岸辺露伴 ルーヴルへ行く』(フランス語: Rohan au Louvre)は、フランスのルーヴル美術館とフュチュロポリス社が2005年より実施してきたBD(バンド・デシネ)プロジェクトの第5弾として、2009年に発表された荒木飛呂彦先生の漫画作品。

26×18.6センチの愛蔵版サイズ・123ページのフルカラー作品。

荒木飛呂彦先生の初のフルカラー漫画作品である。

フルカラーにした理由について、荒木氏は「BDプロジェクトに出展された4作品が全てフルカラーだと聞いたから」「そういう機会はめったに無いから」と説明している。

構成を3分割すると、日本が舞台の前篇、パリの中篇、ルーヴル美術館地下の後篇となり、段階的に色合いが遷移する。

前篇は和風旅館で過去なのでセピア、中篇のパリはピンク、地下ではブルーを基調に描かれる。

荒木氏は、従来の色使いで全編構成すると読み手が疲れると判断し、エンキ・ビラルやニコラ・ド・クレシー、マルク=アントワーヌ・マチューなどの作品を参考にフルカラー用の色彩感覚を学んだ。

物語は短編作品集『岸辺露伴は動かない』同様、漫画家の岸辺露伴を主人公として展開する。

露伴が主人公となった理由については、ウルトラジャンプ掲載のインタビューにて「新しくキャラクターを描き起こせばその人物紹介だけで何十ページも消費し、なかなかルーヴルの物語に入っていけないが、作者がキャラクターをわかっていれば、露伴を知らない読者にもスッと提示できる」と説明がされている。

漫画本編に加えて、巻末には「ARAKI HIROHIKO Meets MUSÉE DU LOUVRE」としてBDプロジェクトの解説やフランス取材記が収録されている。

 

 

岸辺露伴 ルーヴルへ行く (愛蔵版コミックス)

岸辺露伴 ルーヴルへ行く (愛蔵版コミックス)

 

 

 

 

 

 

 

劇場版映画『岸辺露伴 ルーヴルへ行く』

 

 

荒木飛呂彦先生の大人気コミックジョジョの奇妙な冒険のスピンオフ作品で、高橋一生氏の主演でテレビドラマ化されて2020年にNHKで放送された岸辺露伴は動かないの劇場版。

****************************************

## 作業目標 1
『岸辺露伴 ルーヴルへ行く』の紹介文のうち、「構成を3分割すると、日本が舞」で始まり「露伴を主人公として展開する。」まで続く部分を、「セピア」を「モノクロ」に置き換えたうえで改めて書き出すこと。
## 作業目標 2
『岸辺露伴 ルーヴルへ行く』の紹介文を、最後の文の後から書き継ぐこと。

## データ抜粋
****************************************

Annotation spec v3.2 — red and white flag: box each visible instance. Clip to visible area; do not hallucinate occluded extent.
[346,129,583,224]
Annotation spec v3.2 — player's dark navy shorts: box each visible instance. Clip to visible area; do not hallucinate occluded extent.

****************************************

## 想定解答 1
構成を3分割すると、日本が舞台の前篇、パリの中篇、ルーヴル美術館地下の後篇となり、段階的に色合いが遷移する。

前篇は和風旅館で過去なのでモノクロ、中篇のパリはピンク、地下ではブルーを基調に描かれる。

荒木氏は、従来の色使いで全編構成すると読み手が疲れると判断し、エンキ・ビラルやニコラ・ド・クレシー、マルク=アントワーヌ・マチューなどの作品を参考にフルカラー用の色彩感覚を学んだ。

物語は短編作品集『岸辺露伴は動かない』同様、漫画家の岸辺露伴を主人公として展開する。

## 想定解答 2
2023年5月26日に公開。

テレビドラマ『岸辺露伴は動かないのキャスト・スタッフが続投する形で制作された。

ルーヴル美術館でのロケも行われており、日本映画で同館での撮影許可が下りたのは万能鑑定士Q モナ・リザの瞳』(2014年)以来2作目である。

 

 

映画ノベライズ 岸辺露伴 ルーヴルへ行く (集英社オレンジ文庫)

映画ノベライズ 岸辺露伴 ルーヴルへ行く (集英社オレンジ文庫)

 

 

岸辺露伴 ルーヴルへ行く

岸辺露伴 ルーヴルへ行く

 

 

 

あらすじ(劇場版映画)

 

 

次回作として故買屋をモチーフにと考えた岸辺露伴は、取材に訪れた骨董店で、美術品オークションに出品されるフランスの画家モリス・ルグランによる黒い絵を知って興味を抱き、その絵を落札するが、競売相手だった男らに絵を強奪される。

絵は手元に戻るが、その絵の裏にはフランス語でモリスによる「これはルーヴルで見た黒。後悔」という言葉が書かれていることが分かる。

同じころ、露伴は青年期に出会った女性・奈々瀬のことを思い出す。

露伴の祖母が運営する下宿に暮らしていた奈々瀬は、露伴の描く漫画に興味を示し「この世で最も黒く、邪悪な絵」の存在を教える。

露伴は奈々瀬に惹かれ、彼女をモデルとして漫画に描くが、その絵を見た奈々瀬は突然取り乱して漫画を切り裂き、露伴に詫びて姿を消す。

露伴は彼女が「最も黒い絵」がルーヴル美術館にあると示唆していたことを思い出し、その絵を見るため同美術館へ取材に行く決意をする。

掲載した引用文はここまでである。